=== Input data ===

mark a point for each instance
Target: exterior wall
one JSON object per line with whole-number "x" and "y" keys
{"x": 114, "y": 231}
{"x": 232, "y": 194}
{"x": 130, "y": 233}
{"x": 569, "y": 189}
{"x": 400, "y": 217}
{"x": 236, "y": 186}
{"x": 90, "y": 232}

===

Task instructions :: Copy out the entire listing word for word. Keep every line as it is.

Task output ::
mark a point for each instance
Target: exterior wall
one JSON object per line with whole-number "x" and "y" keys
{"x": 114, "y": 231}
{"x": 232, "y": 194}
{"x": 130, "y": 233}
{"x": 569, "y": 189}
{"x": 400, "y": 217}
{"x": 236, "y": 186}
{"x": 90, "y": 232}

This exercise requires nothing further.